From a tribological perspective, the functionality and reliability of an in-service surface are predominantly influenced by its surface roughness [1]. For certain applications, such as jewelry and marking, the visual impression is of utmost importance. To achieve the desired surface topography, post-processing techniques—primarily well-established conventional grinding and polishing processes—have historically been employed. However, these finishing processes become extremely challenging when free-form surfaces are involved or when machine kinematics reach their limits.

The laser polishing technique has recently been introduced as an alternative method to achieve surface roughness in nanometer range [2]. This method involves remelting a thin layer of material, allowing it to redistribute from peaks to valleys during solidification. As a result, surface irregularities are smoothed, leading to improved surface roughness [3]. The intensity distribution and pulse duration are the most critical parameters during laser polishing [4]. Depending on the laser pulse duration, two categories—macro-polishing and micro-polishing—can be defined [2]. In macro-polishing, continuous wave (CW) laser sources are typically used, while micro-polishing employs pulsed lasers, often with pulse durations in the microsecond (µs) and nanosecond (ns) ranges. Notably, for ns pulses, ablation rather than remelting is expected [5]. In recent studies, the focus has shifted to utilizing this process for finishing or functionalizing titanium parts for bio-implant applications [6,7,8,9]. The application of an inert gas during laser polishing of titanium enhances the microhardness of the surface layer and reduces surface roughness [6]. For titanium additive-manufactured parts, an 85% reduction in initial surface roughness could be achieved [10].

——————————

**What is required**
From the passage on laser polishing, answer these:
1. When do conventional grinding and polishing become extremely challenging?
2. Which two parameters are the most critical during laser polishing?
3. What reduction in initial surface roughness could be achieved for titanium additive-manufactured parts?
The data after this text plays no part here.

**Supplied information**
——————————

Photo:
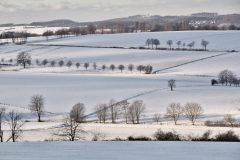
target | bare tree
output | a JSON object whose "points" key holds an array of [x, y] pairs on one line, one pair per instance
{"points": [[37, 62], [77, 64], [70, 130], [103, 67], [45, 62], [140, 68], [86, 65], [191, 45], [229, 119], [101, 111], [136, 110], [37, 105], [174, 111], [193, 111], [47, 34], [112, 67], [53, 63], [125, 106], [15, 123], [94, 65], [156, 117], [69, 63], [179, 44], [78, 112], [24, 59], [121, 67], [114, 110], [61, 63], [170, 42], [172, 84], [205, 43], [156, 42], [2, 113], [130, 67], [148, 42], [226, 76], [131, 115]]}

——————————

**Result below**
1. When free-form surfaces are involved or when machine kinematics reach their limits.
2. The intensity distribution and the pulse duration.
3. An 85% reduction.